Each line in the entries below that holds the string "abdomen" is to be listed.

▶ **Records for this exercise**:
——————

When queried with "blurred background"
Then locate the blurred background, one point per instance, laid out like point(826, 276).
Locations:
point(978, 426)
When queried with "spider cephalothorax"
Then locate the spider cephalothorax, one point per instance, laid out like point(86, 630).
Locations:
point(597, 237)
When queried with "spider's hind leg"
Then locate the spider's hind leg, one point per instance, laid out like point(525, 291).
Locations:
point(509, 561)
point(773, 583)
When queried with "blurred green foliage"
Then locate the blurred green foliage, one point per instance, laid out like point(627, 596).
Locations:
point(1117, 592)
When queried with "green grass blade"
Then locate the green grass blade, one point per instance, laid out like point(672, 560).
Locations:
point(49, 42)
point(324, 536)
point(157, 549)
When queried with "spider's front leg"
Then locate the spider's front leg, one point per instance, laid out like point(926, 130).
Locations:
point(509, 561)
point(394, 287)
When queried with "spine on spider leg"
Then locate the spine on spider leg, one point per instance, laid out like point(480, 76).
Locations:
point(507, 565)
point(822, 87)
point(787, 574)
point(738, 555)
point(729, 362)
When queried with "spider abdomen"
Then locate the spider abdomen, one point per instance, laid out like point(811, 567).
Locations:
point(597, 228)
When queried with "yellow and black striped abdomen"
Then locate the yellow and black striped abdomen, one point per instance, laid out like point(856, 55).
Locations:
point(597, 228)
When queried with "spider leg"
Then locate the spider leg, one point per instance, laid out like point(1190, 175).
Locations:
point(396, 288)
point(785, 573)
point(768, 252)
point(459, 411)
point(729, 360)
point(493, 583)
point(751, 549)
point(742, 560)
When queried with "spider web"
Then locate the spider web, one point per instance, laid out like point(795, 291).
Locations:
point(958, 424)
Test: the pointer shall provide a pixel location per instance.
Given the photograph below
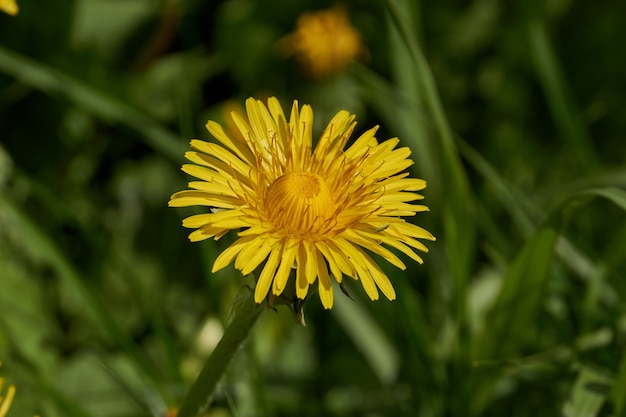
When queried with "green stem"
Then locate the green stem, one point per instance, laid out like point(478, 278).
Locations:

——————

▶ **Solution to the exercise**:
When queried with "spider abdomen"
Then locate the spider abdomen, one point per instance, laid out like point(811, 567).
When queried with "yellow and black striped abdomen"
Then locate the yellow and black striped abdomen, one point per instance, laid out like point(856, 55).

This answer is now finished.